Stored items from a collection

++++++++++++++++++++

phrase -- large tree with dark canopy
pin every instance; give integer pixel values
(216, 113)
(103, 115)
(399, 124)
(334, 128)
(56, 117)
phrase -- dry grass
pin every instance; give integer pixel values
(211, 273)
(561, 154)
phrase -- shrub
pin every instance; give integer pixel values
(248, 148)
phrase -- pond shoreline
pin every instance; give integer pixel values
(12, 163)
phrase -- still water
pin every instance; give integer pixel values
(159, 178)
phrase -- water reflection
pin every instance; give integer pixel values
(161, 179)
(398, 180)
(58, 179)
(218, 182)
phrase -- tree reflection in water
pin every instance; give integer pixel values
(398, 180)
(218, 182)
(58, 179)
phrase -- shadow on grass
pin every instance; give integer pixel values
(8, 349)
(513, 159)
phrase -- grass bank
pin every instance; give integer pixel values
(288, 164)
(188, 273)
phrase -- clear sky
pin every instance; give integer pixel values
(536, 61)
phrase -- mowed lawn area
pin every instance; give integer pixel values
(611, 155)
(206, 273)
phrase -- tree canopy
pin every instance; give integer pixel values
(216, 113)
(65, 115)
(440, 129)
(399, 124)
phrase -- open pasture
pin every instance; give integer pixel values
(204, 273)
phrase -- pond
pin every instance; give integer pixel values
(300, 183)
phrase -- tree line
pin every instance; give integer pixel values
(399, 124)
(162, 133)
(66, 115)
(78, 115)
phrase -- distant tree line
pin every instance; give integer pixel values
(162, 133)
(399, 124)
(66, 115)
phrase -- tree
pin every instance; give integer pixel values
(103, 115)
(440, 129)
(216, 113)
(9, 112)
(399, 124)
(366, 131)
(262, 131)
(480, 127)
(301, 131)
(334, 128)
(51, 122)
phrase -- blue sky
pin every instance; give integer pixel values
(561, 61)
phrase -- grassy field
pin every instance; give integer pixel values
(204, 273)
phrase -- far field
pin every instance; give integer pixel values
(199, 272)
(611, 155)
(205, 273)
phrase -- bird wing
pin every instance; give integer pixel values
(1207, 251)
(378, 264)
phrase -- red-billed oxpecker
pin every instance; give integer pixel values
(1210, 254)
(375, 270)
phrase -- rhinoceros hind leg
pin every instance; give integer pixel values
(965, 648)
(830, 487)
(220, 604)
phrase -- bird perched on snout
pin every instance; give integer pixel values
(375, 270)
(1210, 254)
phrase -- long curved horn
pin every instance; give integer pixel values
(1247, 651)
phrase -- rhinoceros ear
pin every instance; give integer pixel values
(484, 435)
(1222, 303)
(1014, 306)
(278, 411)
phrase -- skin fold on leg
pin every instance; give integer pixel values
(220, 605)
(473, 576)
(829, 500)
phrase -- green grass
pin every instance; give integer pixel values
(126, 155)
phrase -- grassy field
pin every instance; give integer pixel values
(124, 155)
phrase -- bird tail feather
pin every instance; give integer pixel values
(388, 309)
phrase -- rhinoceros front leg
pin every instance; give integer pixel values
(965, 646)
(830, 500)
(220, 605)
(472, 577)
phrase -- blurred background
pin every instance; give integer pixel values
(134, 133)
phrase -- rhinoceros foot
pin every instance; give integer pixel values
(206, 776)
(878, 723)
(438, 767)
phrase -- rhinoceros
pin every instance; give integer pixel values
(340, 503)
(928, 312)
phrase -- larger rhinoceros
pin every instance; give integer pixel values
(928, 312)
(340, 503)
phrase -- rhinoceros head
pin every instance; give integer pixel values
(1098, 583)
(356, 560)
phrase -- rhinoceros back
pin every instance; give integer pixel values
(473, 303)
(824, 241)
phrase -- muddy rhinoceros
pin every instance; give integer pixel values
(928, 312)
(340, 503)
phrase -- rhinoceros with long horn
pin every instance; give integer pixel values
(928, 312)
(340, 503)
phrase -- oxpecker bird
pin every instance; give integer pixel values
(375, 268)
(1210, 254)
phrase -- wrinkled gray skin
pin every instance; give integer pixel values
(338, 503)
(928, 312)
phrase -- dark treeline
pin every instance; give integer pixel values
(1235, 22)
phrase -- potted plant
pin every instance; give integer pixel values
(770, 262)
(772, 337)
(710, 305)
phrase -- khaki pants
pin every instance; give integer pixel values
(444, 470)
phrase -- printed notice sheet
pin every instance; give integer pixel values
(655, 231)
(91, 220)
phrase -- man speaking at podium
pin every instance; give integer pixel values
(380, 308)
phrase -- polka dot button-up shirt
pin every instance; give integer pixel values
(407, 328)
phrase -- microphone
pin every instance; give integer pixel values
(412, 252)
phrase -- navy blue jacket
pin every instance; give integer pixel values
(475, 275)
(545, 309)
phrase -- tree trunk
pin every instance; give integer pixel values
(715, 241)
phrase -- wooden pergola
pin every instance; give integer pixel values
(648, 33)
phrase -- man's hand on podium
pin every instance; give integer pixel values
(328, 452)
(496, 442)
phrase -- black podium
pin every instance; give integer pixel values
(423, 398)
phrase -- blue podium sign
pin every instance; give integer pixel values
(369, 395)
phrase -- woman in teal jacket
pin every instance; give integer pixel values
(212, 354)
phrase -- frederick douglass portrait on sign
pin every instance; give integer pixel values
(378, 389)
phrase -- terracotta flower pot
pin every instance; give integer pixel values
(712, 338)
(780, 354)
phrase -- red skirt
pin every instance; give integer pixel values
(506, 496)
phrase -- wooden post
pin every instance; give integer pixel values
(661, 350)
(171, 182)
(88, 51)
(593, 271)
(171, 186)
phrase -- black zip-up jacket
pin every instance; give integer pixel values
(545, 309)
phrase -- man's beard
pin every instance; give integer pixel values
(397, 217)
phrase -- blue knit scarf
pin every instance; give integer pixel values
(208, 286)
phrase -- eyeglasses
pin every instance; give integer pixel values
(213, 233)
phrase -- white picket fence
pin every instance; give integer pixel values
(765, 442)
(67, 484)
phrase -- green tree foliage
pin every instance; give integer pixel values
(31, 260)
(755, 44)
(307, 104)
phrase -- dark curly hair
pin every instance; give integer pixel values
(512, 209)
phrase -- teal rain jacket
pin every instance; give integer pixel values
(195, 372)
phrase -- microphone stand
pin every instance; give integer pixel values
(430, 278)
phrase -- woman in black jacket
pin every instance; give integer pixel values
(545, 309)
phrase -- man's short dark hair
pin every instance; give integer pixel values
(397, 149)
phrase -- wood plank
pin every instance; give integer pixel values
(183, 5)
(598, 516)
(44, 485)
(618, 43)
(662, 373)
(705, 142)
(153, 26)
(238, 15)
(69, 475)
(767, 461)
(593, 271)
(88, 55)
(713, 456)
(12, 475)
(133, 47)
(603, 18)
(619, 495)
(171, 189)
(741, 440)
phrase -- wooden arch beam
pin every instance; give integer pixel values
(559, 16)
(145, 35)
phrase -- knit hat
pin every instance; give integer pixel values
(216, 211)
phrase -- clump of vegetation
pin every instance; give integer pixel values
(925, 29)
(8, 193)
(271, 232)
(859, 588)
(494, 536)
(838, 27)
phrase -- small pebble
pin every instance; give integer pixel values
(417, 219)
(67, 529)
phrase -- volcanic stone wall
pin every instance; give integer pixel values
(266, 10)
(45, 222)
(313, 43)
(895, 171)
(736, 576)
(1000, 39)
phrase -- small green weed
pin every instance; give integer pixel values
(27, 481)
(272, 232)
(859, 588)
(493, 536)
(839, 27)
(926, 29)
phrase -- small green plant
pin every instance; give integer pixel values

++++++++++++++++++++

#### WHAT IS REQUIRED
Put each line of the entries into a numbered list, starting with the line containing "phrase -- small pebble" and going on through the last line of the entries. Leave out any blank lines.

#### ANSWER TO THE PROBLEM
1. phrase -- small pebble
2. pin every instance; give integer pixel values
3. (417, 219)
4. (67, 529)
5. phrase -- volcanic stone wall
6. pin every instance; give integer pixel values
7. (266, 10)
8. (45, 222)
9. (313, 43)
10. (895, 171)
11. (736, 576)
12. (1000, 39)
13. phrase -- small green weed
14. pin every instance; give integer pixel values
15. (27, 481)
16. (272, 232)
17. (859, 588)
18. (493, 536)
19. (839, 27)
20. (926, 29)
21. phrase -- small green plant
22. pin every instance; give integer pixel values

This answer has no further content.